** EXERCISE DESCRIPTION **
Your task is to write out the complete listing exactly as it is shown.

** DATA IN THIS EXERCISE **
--- START ---

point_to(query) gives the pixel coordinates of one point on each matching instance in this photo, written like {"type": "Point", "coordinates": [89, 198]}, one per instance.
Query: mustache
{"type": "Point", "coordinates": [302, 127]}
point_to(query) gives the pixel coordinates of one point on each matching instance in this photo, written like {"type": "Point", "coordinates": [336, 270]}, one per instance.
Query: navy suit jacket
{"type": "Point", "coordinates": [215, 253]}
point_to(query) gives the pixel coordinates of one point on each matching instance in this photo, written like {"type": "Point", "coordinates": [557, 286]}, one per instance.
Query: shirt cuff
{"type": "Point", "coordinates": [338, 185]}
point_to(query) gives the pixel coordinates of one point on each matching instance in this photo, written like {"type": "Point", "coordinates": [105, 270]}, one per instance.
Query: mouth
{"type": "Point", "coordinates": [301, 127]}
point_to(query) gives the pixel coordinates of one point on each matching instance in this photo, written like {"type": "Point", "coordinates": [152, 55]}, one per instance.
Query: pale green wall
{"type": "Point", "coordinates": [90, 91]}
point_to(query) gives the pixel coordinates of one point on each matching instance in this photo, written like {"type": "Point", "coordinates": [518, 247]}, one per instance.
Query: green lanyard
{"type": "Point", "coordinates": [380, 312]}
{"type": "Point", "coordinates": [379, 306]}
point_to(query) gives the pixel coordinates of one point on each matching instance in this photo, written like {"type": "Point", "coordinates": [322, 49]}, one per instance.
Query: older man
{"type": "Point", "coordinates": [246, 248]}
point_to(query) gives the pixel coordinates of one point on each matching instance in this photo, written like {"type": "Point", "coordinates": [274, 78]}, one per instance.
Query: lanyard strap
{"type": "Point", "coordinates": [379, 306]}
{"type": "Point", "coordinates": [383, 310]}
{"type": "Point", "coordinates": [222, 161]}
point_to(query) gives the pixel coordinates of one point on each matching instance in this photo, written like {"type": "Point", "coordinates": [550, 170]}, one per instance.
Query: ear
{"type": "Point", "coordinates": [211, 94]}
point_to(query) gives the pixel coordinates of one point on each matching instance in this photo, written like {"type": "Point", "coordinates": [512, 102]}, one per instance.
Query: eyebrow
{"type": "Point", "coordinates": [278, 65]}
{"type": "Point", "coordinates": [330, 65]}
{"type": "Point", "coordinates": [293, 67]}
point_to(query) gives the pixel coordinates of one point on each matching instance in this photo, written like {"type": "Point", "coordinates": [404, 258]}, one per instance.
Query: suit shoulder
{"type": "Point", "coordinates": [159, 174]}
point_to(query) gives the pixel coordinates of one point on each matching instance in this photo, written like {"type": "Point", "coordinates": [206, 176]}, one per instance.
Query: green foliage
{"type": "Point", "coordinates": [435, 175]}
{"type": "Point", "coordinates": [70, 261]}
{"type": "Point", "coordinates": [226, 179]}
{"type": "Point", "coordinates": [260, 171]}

--- END ---

** RESULT FOR THIS EXERCISE **
point_to(query) gives the pixel coordinates of one point on each matching instance in this photo, written like {"type": "Point", "coordinates": [89, 198]}, one per instance.
Query: mustache
{"type": "Point", "coordinates": [302, 127]}
point_to(query) gives the pixel coordinates of one point on each matching instance in this photo, written like {"type": "Point", "coordinates": [336, 270]}, one per instance.
Query: navy suit jacket
{"type": "Point", "coordinates": [215, 253]}
point_to(query) gives the pixel coordinates of one point on each matching instance in this photo, written like {"type": "Point", "coordinates": [557, 286]}, one per instance.
Query: shirt cuff
{"type": "Point", "coordinates": [338, 185]}
point_to(query) gives the pixel coordinates of one point on each matching instance in this photo, written like {"type": "Point", "coordinates": [105, 270]}, one per instance.
Query: mouth
{"type": "Point", "coordinates": [301, 127]}
point_to(query) gives the pixel coordinates of one point on each matching instance in this photo, written like {"type": "Point", "coordinates": [152, 55]}, one per instance.
Query: pale green wall
{"type": "Point", "coordinates": [90, 91]}
point_to(query) gives the pixel coordinates of one point on each matching instance in this photo, written like {"type": "Point", "coordinates": [518, 247]}, one per instance.
Query: green lanyard
{"type": "Point", "coordinates": [380, 312]}
{"type": "Point", "coordinates": [379, 306]}
point_to(query) gives the pixel coordinates of one point on each matching instance in this photo, written like {"type": "Point", "coordinates": [322, 49]}, one per instance.
Query: older man
{"type": "Point", "coordinates": [246, 248]}
point_to(query) gives the pixel coordinates of one point on each matching instance in this photo, written like {"type": "Point", "coordinates": [274, 78]}, one per instance.
Query: lanyard strap
{"type": "Point", "coordinates": [379, 306]}
{"type": "Point", "coordinates": [383, 310]}
{"type": "Point", "coordinates": [222, 161]}
point_to(query) gives the pixel coordinates of one point on each matching instance in this photo, written like {"type": "Point", "coordinates": [550, 170]}, one per instance.
Query: ear
{"type": "Point", "coordinates": [211, 94]}
point_to(query) gives the pixel coordinates of one point on each matching instance in this photo, written like {"type": "Point", "coordinates": [512, 102]}, one per instance.
Query: eyebrow
{"type": "Point", "coordinates": [278, 65]}
{"type": "Point", "coordinates": [330, 65]}
{"type": "Point", "coordinates": [293, 67]}
point_to(query) gives the pixel coordinates of one point on each matching instance in this photo, written like {"type": "Point", "coordinates": [404, 258]}, one per instance.
Query: suit shoulder
{"type": "Point", "coordinates": [159, 174]}
point_to(query) gives the pixel coordinates of one point on each matching instance in this photo, written like {"type": "Point", "coordinates": [206, 176]}, one per instance.
Query: green foliage
{"type": "Point", "coordinates": [435, 175]}
{"type": "Point", "coordinates": [70, 261]}
{"type": "Point", "coordinates": [226, 179]}
{"type": "Point", "coordinates": [260, 171]}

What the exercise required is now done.